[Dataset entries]
■ ■ ■ ■
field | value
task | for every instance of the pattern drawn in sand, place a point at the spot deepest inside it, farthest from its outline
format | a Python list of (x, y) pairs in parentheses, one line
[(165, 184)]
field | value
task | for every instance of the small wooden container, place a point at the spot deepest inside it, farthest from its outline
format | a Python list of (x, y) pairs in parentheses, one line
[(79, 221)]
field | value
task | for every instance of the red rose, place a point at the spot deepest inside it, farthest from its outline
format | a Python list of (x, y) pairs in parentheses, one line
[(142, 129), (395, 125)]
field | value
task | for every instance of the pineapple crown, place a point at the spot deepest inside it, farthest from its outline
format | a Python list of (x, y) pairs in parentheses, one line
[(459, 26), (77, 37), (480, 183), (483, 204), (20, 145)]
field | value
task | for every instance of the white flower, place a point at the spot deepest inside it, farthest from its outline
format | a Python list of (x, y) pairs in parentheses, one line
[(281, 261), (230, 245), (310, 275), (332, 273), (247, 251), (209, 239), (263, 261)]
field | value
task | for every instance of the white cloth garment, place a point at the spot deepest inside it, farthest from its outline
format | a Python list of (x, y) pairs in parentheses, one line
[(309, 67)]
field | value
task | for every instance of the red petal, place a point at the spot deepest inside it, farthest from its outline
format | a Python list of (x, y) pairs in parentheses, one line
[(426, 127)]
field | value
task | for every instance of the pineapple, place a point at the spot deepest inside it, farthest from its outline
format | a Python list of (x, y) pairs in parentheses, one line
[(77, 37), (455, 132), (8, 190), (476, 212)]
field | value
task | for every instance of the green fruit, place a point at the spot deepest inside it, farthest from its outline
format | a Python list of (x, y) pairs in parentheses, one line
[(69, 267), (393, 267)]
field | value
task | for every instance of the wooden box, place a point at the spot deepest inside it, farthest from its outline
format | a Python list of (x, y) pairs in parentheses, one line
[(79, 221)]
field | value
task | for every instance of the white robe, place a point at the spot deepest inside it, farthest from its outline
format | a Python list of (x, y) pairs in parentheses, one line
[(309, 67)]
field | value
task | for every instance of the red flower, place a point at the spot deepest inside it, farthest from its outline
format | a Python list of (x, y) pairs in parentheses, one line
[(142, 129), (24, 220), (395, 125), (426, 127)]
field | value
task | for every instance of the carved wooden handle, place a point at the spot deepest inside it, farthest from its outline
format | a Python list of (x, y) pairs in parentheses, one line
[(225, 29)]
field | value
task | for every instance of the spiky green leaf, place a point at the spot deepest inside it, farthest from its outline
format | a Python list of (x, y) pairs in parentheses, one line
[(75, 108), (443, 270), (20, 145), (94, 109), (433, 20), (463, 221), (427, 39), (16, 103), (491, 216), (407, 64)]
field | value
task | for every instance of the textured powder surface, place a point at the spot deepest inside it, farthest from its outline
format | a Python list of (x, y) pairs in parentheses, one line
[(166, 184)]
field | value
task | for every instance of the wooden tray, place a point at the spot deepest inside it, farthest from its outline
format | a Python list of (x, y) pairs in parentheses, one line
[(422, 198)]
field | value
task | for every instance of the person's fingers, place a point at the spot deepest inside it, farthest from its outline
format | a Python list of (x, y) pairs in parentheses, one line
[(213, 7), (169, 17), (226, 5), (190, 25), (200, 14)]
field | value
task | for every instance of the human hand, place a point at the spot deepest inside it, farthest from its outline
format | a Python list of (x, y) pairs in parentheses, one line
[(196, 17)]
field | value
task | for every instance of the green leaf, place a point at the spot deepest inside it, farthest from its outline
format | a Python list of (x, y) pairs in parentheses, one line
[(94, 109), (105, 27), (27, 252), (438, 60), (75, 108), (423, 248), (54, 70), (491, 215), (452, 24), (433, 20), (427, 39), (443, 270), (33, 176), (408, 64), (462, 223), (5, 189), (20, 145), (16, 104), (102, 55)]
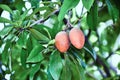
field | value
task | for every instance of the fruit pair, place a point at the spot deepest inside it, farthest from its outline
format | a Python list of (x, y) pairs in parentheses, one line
[(76, 37)]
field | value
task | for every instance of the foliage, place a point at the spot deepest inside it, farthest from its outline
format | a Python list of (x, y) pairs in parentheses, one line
[(27, 49)]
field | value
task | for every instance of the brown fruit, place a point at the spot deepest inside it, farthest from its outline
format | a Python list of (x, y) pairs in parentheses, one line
[(62, 41), (77, 38)]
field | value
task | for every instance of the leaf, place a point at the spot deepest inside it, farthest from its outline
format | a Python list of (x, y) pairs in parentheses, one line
[(23, 16), (74, 68), (92, 16), (5, 30), (23, 57), (4, 20), (82, 63), (43, 29), (39, 36), (87, 4), (6, 8), (35, 55), (114, 12), (55, 65), (22, 39), (90, 50), (66, 73), (33, 71), (67, 5), (49, 75), (5, 53), (77, 54), (119, 65)]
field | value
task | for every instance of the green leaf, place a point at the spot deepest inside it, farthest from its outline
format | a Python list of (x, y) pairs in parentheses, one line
[(113, 11), (22, 39), (92, 16), (119, 65), (5, 30), (23, 57), (39, 36), (87, 4), (24, 15), (6, 8), (90, 50), (43, 29), (5, 53), (49, 75), (33, 71), (82, 63), (55, 65), (66, 73), (4, 20), (67, 5), (74, 69), (35, 55)]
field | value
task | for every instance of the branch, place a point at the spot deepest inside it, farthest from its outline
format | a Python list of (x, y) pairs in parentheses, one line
[(43, 20)]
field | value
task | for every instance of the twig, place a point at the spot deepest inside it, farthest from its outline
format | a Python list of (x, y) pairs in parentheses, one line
[(43, 20)]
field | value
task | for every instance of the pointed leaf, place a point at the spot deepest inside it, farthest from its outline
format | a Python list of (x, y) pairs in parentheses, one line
[(87, 4), (74, 69), (5, 30), (114, 12), (35, 55), (66, 73), (67, 5), (22, 39), (23, 57), (39, 36), (92, 17), (90, 50), (6, 7), (4, 20), (55, 65), (34, 70)]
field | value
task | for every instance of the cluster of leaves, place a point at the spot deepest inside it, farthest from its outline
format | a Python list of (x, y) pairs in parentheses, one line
[(28, 50)]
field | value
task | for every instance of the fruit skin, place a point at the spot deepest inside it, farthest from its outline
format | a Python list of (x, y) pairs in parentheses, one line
[(62, 41), (77, 38)]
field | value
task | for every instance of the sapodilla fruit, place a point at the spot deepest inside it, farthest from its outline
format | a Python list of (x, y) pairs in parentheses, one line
[(77, 38), (62, 41)]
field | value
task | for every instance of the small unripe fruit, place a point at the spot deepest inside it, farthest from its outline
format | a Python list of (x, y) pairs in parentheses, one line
[(62, 41), (77, 38)]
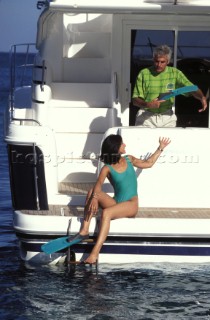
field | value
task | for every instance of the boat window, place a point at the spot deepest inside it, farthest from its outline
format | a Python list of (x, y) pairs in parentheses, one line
[(192, 57)]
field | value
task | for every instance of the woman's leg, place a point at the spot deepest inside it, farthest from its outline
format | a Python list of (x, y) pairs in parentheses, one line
[(127, 209), (104, 201)]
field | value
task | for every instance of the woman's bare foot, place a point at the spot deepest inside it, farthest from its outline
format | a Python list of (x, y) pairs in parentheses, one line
[(92, 259)]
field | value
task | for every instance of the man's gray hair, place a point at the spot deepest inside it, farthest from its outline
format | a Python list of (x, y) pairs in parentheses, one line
[(163, 50)]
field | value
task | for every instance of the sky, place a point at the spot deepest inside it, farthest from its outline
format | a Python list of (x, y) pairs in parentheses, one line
[(18, 22)]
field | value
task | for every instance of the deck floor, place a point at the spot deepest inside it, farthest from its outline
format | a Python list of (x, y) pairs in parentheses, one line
[(82, 189), (179, 213)]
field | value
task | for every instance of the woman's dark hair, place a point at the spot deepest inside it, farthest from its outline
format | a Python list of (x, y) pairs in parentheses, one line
[(110, 149)]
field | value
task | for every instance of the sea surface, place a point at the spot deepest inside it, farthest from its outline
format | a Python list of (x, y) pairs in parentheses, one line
[(128, 292)]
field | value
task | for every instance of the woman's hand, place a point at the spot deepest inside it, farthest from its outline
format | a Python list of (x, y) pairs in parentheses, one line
[(164, 142)]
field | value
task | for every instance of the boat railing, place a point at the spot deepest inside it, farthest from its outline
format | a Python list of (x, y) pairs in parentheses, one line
[(21, 72), (116, 88)]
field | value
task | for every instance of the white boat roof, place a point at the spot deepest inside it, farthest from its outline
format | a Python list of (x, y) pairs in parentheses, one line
[(131, 6)]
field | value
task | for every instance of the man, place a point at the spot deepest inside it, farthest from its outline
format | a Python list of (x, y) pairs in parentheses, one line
[(153, 81)]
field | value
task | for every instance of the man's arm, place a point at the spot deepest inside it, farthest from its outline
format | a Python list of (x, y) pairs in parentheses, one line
[(200, 96)]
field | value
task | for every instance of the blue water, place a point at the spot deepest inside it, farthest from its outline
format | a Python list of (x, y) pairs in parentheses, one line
[(142, 291)]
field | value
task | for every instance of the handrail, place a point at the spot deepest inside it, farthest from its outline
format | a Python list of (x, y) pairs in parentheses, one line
[(116, 88), (19, 64), (43, 75), (24, 119)]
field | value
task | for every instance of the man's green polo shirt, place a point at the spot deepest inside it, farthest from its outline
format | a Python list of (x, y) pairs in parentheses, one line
[(150, 84)]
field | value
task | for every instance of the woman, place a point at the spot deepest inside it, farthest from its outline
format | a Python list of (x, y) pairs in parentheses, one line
[(121, 174)]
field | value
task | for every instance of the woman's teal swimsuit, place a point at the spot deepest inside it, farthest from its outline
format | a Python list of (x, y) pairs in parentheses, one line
[(124, 183)]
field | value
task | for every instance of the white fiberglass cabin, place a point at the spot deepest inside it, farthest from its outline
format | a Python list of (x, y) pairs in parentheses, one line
[(88, 55)]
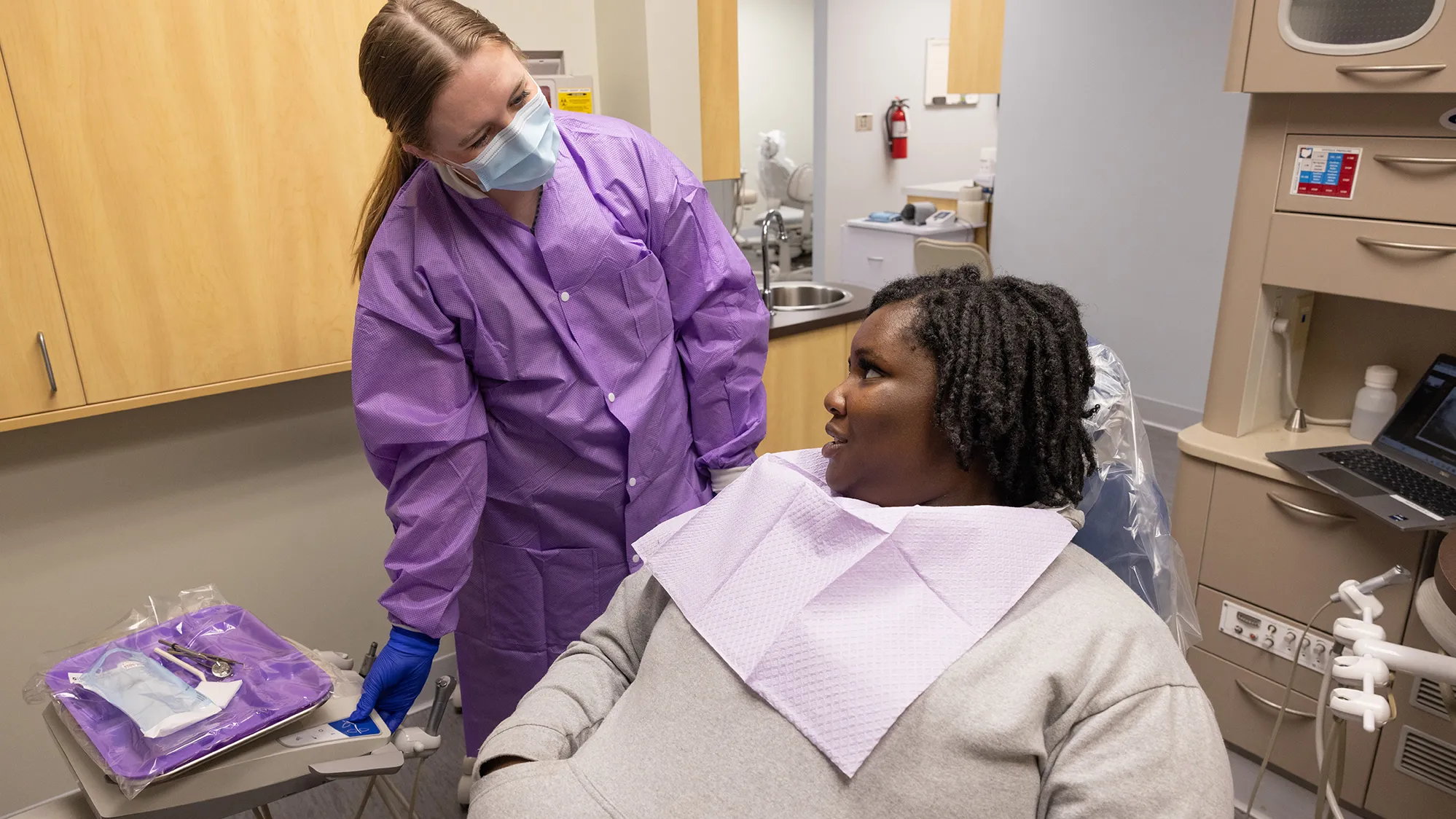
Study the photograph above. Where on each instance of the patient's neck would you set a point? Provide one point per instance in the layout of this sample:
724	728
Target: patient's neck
963	487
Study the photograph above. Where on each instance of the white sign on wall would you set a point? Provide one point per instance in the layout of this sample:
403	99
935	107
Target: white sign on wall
936	76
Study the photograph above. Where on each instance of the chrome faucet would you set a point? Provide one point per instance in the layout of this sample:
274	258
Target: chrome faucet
783	236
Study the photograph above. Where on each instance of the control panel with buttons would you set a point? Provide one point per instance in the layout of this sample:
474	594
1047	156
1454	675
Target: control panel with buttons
1275	636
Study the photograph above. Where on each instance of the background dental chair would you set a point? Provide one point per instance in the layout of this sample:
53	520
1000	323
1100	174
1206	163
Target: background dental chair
1127	525
786	187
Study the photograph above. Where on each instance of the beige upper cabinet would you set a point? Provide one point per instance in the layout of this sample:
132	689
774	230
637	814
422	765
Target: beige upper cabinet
200	166
29	300
1346	47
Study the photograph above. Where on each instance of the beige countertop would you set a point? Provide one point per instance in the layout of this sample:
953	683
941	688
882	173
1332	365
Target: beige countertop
1247	452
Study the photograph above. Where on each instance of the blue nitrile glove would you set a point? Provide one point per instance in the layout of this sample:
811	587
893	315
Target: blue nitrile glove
■ ■ ■ ■
* _Exercise directions_: Only the lines from the start of the data to the line holding "task | for every instance of the wooden box, place" are wanted; return them exactly, both ends included.

* _The answer_:
field | value
task | for every instance of the pattern drawn in sand, place a point at the spot deepest inside it, farthest from its outline
format | a Python list of (x, y) pairs in parentheses, one line
[(165, 184)]
field | value
task | for every instance of the small wooden container, place a point at the spot deepest inside it, farthest from its outline
format | a Python list of (x, y) pairs in parentheses, one line
[(79, 221)]
field | value
task | for every instance of the red rose, place a point at the spot deepest inside it, farthest from its outline
format | a Python list of (x, y) pairs in parentheses, one line
[(142, 129), (395, 125)]
field | value
task | for every instance of the pineapple crown, place a point at the spot deepest inside it, farthest from its outline
format | a Python list of (x, y) pairs in parentheses, one line
[(459, 26), (77, 37), (480, 183), (483, 204), (20, 145)]
field | value
task | for every instance of the white flower, place a point at the spot deepest inside it, farthest from its outline
format | a Python list of (x, y) pairs in parentheses, one line
[(281, 261), (230, 245), (310, 275), (332, 273), (247, 251), (209, 239), (263, 261)]
field | value
task | for every instance of the white cloth garment, place a point at the spot deepest inside it, farthest from its outline
format | a Python list of (x, y) pairs in parentheses, one line
[(309, 67)]
field | value
task | for every instance of the red petal, place a point at the spot deepest inside it, farthest from its outline
format | a Python list of (x, y) pairs in parentheses, one line
[(426, 127)]
field | value
task | for every instance of the pineapple, place a point at the spot deepest inside it, farthest from its outline
format | a Python list of (x, y) pairs in parentheses, one line
[(77, 37), (455, 132), (8, 190), (476, 212)]
field | value
task | for every instance of the green fruit, place a point at the spot deepest inside it, farthest from its outline
format | a Python list of (x, y) pairs in parentheses, one line
[(69, 267), (393, 267)]
field | value
task | for every instance of the wooden box, place a point at the spot deepest inside it, farthest from its outline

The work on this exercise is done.